ACTIVITY LIST -
a) Translate this sentence from the passage on tennis and premium cataract surgery into Spanish: "An analogy can be drawn between tennis and premium cataract surgery."
b) Pick up the passage on tennis and premium cataract surgery after its final sentence and continue it.

PASSAGE PROVIDED -

= Beginning of Section =

Growing up, I played tennis. Initially, I focused on improving my game by hitting the ball, as hard as I could, 6 inches above the net and 6 inches from the baseline. I still recall losing game after game and not seeming to progress.
My father sat me down and said I needed to work on hitting the same old boring winner. He advised me that the game of tennis is about avoiding unforced errors. He said, "Just get the ball in, and let your opponent lose the point by hitting the ball out of bounds." He told me that the same old boring winner is a nice medium-paced shot that flies 6 feet over the net and lands 6 feet inside the baseline. It is a shot you should make successfully 99% of the time, and if you make this shot after shot, chances are your opponent will wear down and eventually make a low percentage shot that will allow you to win the point.
An analogy can be drawn between tennis and premium cataract surgery. I see myself and so many others being tempted to swing for the fences and place IOLs currently referred to as premium lenses in challenging scenarios. The problem with this strategy is that it increases the risk of an unforced error (including failure to meet patient expectations) dramatically. As much as we may want to place premium lenses in eyes with suboptimal retinal or corneal findings, it may not be the best choice for patient outcomes. Furthermore, having an expensive lens in play may raise patient expectations, making it much harder to satisfy patients in an already challenging situation.

= End of Section =

EXTRACTED INFORMATION -
= Beginning of Section =

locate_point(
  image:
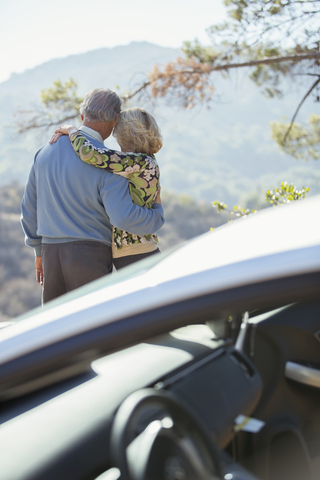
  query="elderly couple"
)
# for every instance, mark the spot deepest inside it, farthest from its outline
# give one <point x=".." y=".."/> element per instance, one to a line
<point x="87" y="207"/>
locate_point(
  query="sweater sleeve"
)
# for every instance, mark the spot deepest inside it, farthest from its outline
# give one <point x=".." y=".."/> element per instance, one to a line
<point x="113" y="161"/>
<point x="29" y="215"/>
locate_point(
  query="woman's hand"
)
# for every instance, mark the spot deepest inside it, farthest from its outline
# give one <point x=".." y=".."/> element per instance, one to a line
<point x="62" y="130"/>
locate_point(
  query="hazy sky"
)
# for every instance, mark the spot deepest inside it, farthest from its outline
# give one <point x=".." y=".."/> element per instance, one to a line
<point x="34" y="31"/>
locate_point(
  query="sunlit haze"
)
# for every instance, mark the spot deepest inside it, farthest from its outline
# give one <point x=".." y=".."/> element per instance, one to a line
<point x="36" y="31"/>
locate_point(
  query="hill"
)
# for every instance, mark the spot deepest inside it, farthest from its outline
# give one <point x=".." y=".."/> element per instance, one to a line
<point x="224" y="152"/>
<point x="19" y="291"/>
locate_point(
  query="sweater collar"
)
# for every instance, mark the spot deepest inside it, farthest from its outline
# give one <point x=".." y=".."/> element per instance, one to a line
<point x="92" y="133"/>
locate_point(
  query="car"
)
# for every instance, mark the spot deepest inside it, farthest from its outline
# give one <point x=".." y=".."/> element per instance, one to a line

= End of Section =

RESPONSES TO THE EXERCISE -
a) Se puede establecer una analogía entre el tenis y la cirugía de cataratas premium.

b)
I believe our focus should be on counseling patients on lenses that increase the percentage of success. Over the years, it became clear that the benefits of traditional multifocal IOLs may be lost in suboptimal candidates, and a monofocal or monofocal toric lens gives a better chance of a successful outcome. Newer multifocal IOLs are now available or soon will be available that can increase depth of focus with fewer side effects compared to traditional multifocal IOLs. Many surgeons assume that these multifocal IOLs are indicated for use in complicated situations. I am concerned it may not be apparent that “not contraindicated” does not mean “indicated.” It is currently unclear whether these new lenses will help increase the chance of a successful outcome for our patients.
We all want to expand the premium lens market, and it may seem that less-than-optimal eyes represent the perfect opportunity to do so. I believe, however, there are plenty of healthy eyes that may be better suited for premium lenses and that we should be focusing on them to expand the market. For every patient we treat, we should be using IOLs that make it easier to achieve optimal visual outcomes and meet their expectations.
An extended depth of focus IOL may provide better outcomes in challenging situations, but there is also a chance that its optical characteristic may degrade quality of vision, contrast sensitivity, or BCVA in eyes that cannot afford a reduction in any of these areas. Furthermore, in the age of social media, failed patient expectations can go viral. Our market cannot afford negativity around new products that were originally targeted to expand the market further into healthy eyes.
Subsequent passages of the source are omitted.